**Exercise prompt:** Needed from the data below: all lines that contain the word "instance".

**Exercise data:**
☆ ☆ ☆

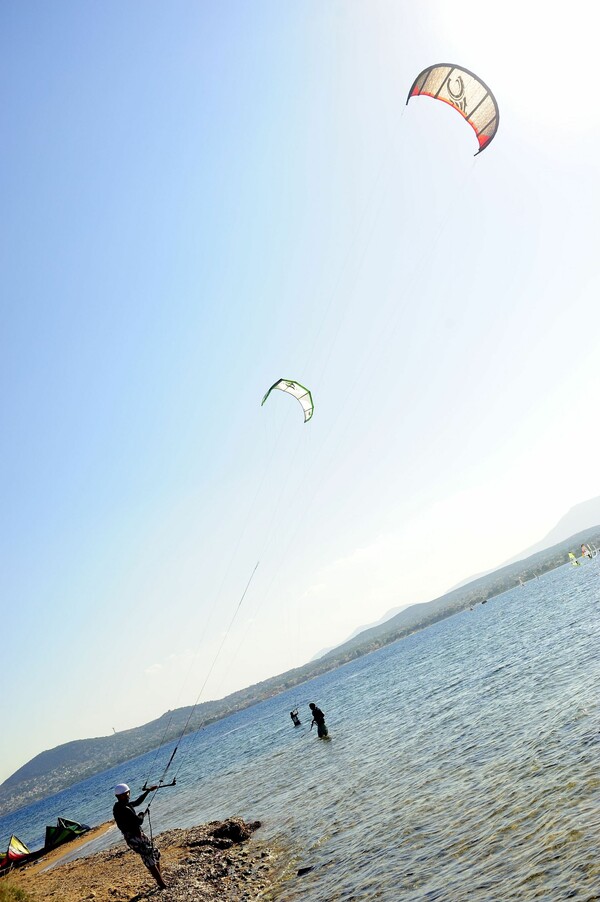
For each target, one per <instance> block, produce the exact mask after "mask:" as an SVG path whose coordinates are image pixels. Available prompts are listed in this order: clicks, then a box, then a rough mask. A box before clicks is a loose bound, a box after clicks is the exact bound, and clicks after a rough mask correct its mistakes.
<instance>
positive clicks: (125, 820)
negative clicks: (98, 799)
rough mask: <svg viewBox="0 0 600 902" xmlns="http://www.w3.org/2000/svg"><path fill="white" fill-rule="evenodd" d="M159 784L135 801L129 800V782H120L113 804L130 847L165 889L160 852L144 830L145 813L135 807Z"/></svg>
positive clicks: (125, 839) (115, 812)
mask: <svg viewBox="0 0 600 902" xmlns="http://www.w3.org/2000/svg"><path fill="white" fill-rule="evenodd" d="M157 788H158V787H157V786H150V787H149V788H148V789H146V790H145V792H143V793H142V794H141V796H140V797H139V799H136V800H135V801H134V802H130V801H129V796H130V789H129V786H128V785H127V783H119V785H118V786H115V795H116V797H117V801H116V802H115V804H114V806H113V817H114V819H115V821H116V824H117V827H118V828H119V830H120V831H121V833H122V834H123V838H124V840H125V842H126V843H127V845H128V846H129V848H130V849H133V851H134V852H137V854H138V855H139V856H140V858H141V859H142V861H143V862H144V864H145V865H146V867H147V868H148V870H149V871H150V873H151V874H152V876H153V877H154V879H155V880H156V882H157V883H158V885H159V887H160V889H165V887H166V884H165V881H164V880H163V879H162V874H161V872H160V852H159V851H158V849H156V848H155V847H154V846H153V845H152V843H151V842H150V840H149V839H148V837H147V836H146V834H145V833H144V832H143V830H142V824H143V822H144V815H143V813H142V812H140V814H138V813H137V812H136V811H135V809H136V808H137V806H138V805H141V804H142V802H143V801H144V799H145V798H146V796H147V795H148V793H149V792H154V790H155V789H157Z"/></svg>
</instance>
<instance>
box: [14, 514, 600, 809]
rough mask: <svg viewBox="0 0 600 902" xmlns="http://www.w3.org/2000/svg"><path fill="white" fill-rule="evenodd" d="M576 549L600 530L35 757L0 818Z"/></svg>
mask: <svg viewBox="0 0 600 902" xmlns="http://www.w3.org/2000/svg"><path fill="white" fill-rule="evenodd" d="M582 542H592V543H594V544H598V543H600V526H596V527H593V528H591V529H586V530H584V531H582V532H579V533H576V534H575V535H573V536H570V537H569V538H568V539H565V540H563V541H561V542H559V543H557V544H556V545H553V546H552V547H551V548H546V549H544V550H543V551H539V552H537V553H535V554H532V555H530V556H529V557H527V558H525V559H524V560H519V561H516V562H514V563H510V564H508V565H506V566H504V567H501V568H499V569H498V570H495V571H493V572H492V573H489V574H486V575H485V576H482V577H479V578H477V579H474V580H472V581H471V582H469V583H468V584H467V585H464V586H461V587H459V588H456V589H454V590H452V591H450V592H447V593H445V594H444V595H442V596H441V597H439V598H436V599H433V600H431V601H428V602H424V603H422V604H415V605H410V606H409V607H406V608H404V609H402V610H401V611H400V612H399V613H398V614H396V615H394V616H392V617H391V618H390V619H389V620H386V621H385V622H384V623H379V624H377V625H376V626H374V627H370V628H367V629H364V630H362V631H361V632H359V633H358V635H356V636H354V637H353V638H352V639H350V640H348V641H347V642H344V643H343V644H342V645H339V646H337V647H336V648H334V649H332V650H331V651H329V652H327V653H326V654H324V655H322V657H320V658H317V659H316V660H314V659H313V660H312V661H310V662H309V663H307V664H304V665H303V666H301V667H296V668H294V669H292V670H289V671H286V672H285V673H283V674H279V675H277V676H274V677H270V678H269V679H267V680H263V681H262V682H260V683H256V684H254V685H252V686H249V687H247V688H245V689H241V690H238V691H237V692H234V693H232V694H231V695H228V696H227V697H226V698H224V699H221V700H219V701H209V702H203V703H202V704H200V705H198V706H197V707H196V708H195V710H194V711H193V712H192V709H191V707H185V708H178V709H177V710H175V711H167V712H166V713H165V714H163V715H162V716H161V717H159V718H157V719H156V720H154V721H151V722H150V723H147V724H144V725H142V726H140V727H135V728H133V729H131V730H124V731H122V732H120V733H115V734H114V735H111V736H103V737H98V738H94V739H79V740H75V741H73V742H68V743H64V744H62V745H59V746H56V747H55V748H53V749H50V750H48V751H45V752H42V753H41V754H39V755H36V756H35V757H34V758H32V759H31V760H30V761H28V762H27V763H26V764H25V765H23V767H21V768H19V769H18V770H17V771H15V773H14V774H12V776H10V777H9V778H8V779H7V780H5V781H4V783H2V785H0V816H3V815H6V814H10V813H12V812H14V811H17V810H18V809H19V808H22V807H24V806H25V805H29V804H31V803H32V802H35V801H38V800H40V799H43V798H47V797H49V796H52V795H54V794H55V793H57V792H60V790H62V789H66V788H67V787H69V786H72V785H73V784H75V783H78V782H80V781H81V780H85V779H87V778H88V777H91V776H94V775H95V774H98V773H101V772H102V771H105V770H108V769H109V768H111V767H114V766H115V765H117V764H120V763H122V762H125V761H129V760H131V759H132V758H135V757H137V756H138V755H141V754H144V753H145V752H148V751H151V750H152V749H156V748H159V747H160V746H161V745H167V744H169V743H171V742H172V741H173V739H174V738H176V737H178V736H179V735H180V734H181V731H182V730H183V729H184V727H185V724H186V722H187V721H188V718H190V720H189V724H188V725H187V728H186V733H192V732H195V731H196V730H198V729H200V728H201V727H203V726H206V725H208V724H210V723H213V722H214V721H216V720H221V719H223V718H225V717H228V716H229V715H231V714H235V713H236V712H238V711H241V710H243V709H245V708H249V707H251V706H252V705H255V704H258V703H259V702H261V701H264V700H265V699H268V698H271V697H273V696H275V695H279V694H280V693H281V692H284V691H285V690H287V689H291V688H293V687H295V686H298V685H300V684H302V683H305V682H307V681H308V680H311V679H313V678H314V677H317V676H320V675H321V674H323V673H326V672H328V671H330V670H334V669H336V668H337V667H340V666H342V665H343V664H346V663H348V662H349V661H352V660H354V659H355V658H358V657H361V656H363V655H366V654H369V653H370V652H372V651H376V650H377V649H378V648H381V647H382V646H384V645H389V644H391V643H392V642H396V641H398V640H399V639H403V638H405V637H406V636H409V635H411V634H412V633H415V632H417V631H419V630H423V629H426V628H427V627H428V626H431V625H432V624H434V623H437V622H438V621H439V620H443V619H445V618H446V617H451V616H453V615H454V614H457V613H459V612H460V611H463V610H466V609H468V608H470V607H473V606H474V605H476V604H479V603H482V602H483V601H488V600H489V599H491V598H494V597H495V596H497V595H501V594H502V593H503V592H506V591H508V590H510V589H514V588H515V587H518V586H520V585H521V584H523V583H526V582H528V581H529V580H531V579H535V578H536V577H539V576H541V575H542V574H544V573H546V572H548V571H550V570H554V569H556V567H561V566H563V565H564V564H566V563H568V561H569V557H568V554H569V551H574V552H576V553H578V552H579V549H580V547H581V543H582ZM585 566H600V561H599V562H598V563H597V562H595V561H591V562H586V564H585ZM190 714H192V716H191V717H190Z"/></svg>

☆ ☆ ☆

**Answer box:**
For each target, one per <instance> block, produce the exact mask after "mask:" as an SVG path whose coordinates are image pixels. Available prompts are listed in this order: clicks, then a box, then a rough mask. A box before clicks is a loose bound, a box after clicks is the exact bound, and clicks after a rough mask correct its mistakes.
<instance>
</instance>
<instance>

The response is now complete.